WHAT IS ASKED: Please pick out every line in the records below that contains the string "cross" and copy each one. Case counts.

----

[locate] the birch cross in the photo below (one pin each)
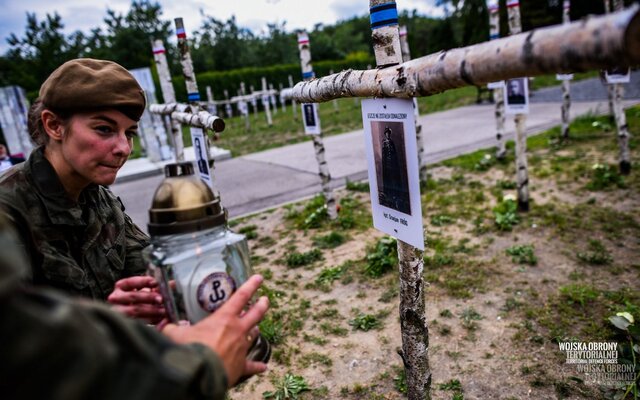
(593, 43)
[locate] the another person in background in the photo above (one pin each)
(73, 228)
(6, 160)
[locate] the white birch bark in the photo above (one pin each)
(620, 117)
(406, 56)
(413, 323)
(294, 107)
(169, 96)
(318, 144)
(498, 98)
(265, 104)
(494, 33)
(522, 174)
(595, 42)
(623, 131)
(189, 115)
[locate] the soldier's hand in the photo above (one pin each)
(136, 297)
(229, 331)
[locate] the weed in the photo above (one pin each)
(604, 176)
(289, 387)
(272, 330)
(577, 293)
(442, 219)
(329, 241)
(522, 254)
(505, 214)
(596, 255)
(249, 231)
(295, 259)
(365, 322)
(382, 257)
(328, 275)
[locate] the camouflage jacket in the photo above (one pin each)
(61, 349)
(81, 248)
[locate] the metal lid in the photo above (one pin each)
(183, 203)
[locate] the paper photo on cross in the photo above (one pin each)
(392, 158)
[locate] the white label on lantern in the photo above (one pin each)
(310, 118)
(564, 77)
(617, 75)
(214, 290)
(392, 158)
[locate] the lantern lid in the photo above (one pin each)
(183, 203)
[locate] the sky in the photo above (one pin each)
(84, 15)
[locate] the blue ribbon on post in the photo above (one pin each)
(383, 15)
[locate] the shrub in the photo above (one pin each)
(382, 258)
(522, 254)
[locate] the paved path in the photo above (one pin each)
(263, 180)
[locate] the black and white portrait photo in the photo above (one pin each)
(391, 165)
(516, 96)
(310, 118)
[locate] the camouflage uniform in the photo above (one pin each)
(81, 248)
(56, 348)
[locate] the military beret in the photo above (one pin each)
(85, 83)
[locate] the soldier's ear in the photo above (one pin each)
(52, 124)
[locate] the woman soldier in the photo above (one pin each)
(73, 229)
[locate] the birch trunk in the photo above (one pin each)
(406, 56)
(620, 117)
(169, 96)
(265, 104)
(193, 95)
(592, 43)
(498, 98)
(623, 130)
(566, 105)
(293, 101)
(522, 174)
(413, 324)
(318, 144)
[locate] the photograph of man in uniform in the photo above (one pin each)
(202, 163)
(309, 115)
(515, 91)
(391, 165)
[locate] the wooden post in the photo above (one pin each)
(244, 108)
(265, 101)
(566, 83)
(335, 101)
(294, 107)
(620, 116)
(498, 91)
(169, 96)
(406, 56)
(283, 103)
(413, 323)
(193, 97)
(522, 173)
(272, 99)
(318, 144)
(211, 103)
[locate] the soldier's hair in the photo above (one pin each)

----

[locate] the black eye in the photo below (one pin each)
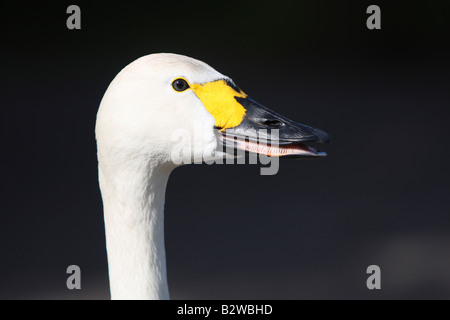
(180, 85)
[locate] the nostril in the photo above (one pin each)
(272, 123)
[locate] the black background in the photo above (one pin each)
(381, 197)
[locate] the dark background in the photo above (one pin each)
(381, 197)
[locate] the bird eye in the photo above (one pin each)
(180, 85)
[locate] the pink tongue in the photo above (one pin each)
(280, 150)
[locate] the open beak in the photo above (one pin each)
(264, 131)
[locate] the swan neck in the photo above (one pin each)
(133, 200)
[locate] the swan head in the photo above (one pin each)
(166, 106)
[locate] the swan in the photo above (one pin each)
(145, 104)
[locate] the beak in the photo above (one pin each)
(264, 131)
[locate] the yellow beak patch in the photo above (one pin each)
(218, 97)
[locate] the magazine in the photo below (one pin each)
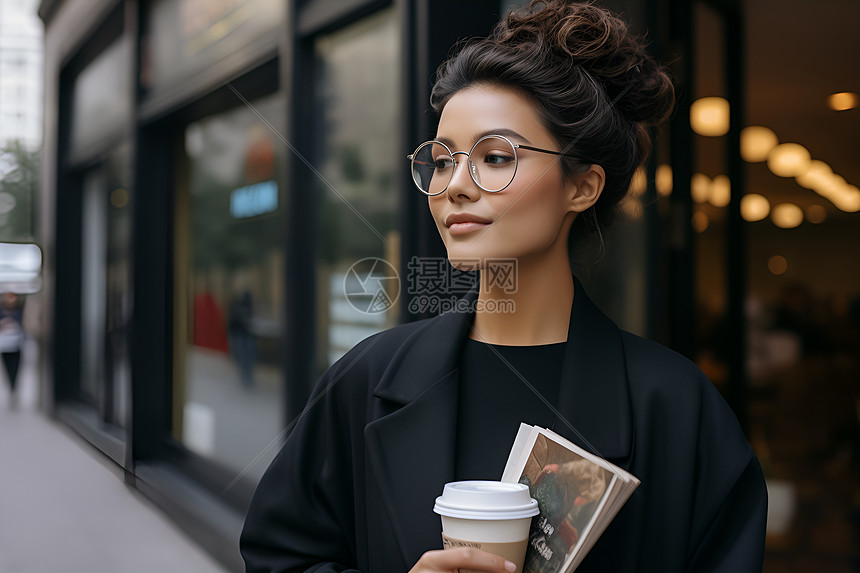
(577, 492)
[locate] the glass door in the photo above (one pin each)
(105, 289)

----

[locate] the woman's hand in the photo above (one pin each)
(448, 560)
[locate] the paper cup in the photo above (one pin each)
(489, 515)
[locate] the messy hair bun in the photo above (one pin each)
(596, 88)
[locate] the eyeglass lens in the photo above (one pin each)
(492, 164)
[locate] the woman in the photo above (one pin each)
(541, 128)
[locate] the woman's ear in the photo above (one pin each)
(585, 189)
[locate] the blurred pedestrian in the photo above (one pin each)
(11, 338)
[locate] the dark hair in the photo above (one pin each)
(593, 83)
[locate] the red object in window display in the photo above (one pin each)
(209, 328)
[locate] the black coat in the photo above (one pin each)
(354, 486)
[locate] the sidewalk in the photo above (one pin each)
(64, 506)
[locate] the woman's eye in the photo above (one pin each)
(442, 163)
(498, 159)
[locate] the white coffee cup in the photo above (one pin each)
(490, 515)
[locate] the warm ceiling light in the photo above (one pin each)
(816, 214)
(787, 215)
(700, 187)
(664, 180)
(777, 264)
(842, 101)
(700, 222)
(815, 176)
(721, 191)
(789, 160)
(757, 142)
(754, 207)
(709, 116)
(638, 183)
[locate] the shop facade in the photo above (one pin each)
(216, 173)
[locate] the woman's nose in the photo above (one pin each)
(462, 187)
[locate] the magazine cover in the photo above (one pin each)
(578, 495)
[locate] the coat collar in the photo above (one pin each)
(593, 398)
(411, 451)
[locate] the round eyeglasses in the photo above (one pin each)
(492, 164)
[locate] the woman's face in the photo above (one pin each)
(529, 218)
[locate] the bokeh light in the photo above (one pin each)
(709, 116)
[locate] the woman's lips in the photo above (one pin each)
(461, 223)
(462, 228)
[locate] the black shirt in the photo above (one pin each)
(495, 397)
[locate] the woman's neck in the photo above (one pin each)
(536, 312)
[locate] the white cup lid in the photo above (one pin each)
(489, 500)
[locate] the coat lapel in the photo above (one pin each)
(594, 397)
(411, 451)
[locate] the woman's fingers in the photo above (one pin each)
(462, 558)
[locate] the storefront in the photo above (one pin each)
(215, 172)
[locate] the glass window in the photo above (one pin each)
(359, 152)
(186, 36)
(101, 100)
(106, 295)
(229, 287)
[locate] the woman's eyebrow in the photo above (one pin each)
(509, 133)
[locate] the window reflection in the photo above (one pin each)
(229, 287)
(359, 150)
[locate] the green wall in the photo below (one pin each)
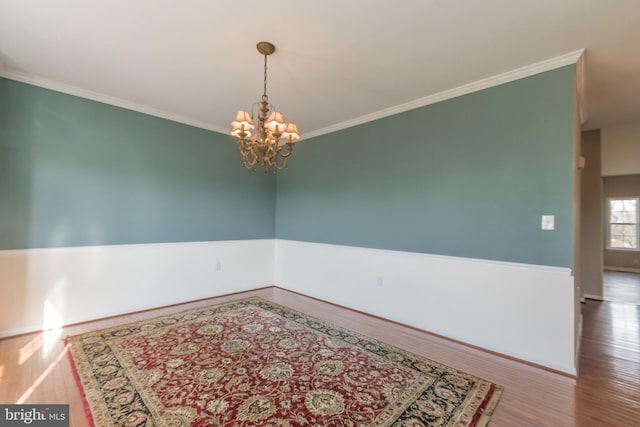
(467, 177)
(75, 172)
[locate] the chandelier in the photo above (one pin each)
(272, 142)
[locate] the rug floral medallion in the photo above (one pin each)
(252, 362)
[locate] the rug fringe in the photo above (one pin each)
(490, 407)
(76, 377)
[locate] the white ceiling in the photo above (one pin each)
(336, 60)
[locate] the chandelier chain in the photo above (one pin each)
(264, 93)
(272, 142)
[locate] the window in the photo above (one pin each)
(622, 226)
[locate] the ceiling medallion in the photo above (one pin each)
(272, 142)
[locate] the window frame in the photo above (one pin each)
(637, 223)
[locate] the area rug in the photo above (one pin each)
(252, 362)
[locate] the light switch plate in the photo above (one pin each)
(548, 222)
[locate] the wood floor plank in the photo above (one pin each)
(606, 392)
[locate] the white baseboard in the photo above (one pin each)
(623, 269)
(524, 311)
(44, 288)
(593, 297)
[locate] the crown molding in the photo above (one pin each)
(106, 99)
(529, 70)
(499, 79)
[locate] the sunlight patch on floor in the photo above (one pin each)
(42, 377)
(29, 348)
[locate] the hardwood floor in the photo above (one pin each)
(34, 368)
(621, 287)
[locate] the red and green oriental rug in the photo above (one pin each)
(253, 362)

----

EXERCISE OUTPUT:
[locate] the birch cross in the photo below (one pin each)
[locate] the paper photo on cross in the photo above (one pin each)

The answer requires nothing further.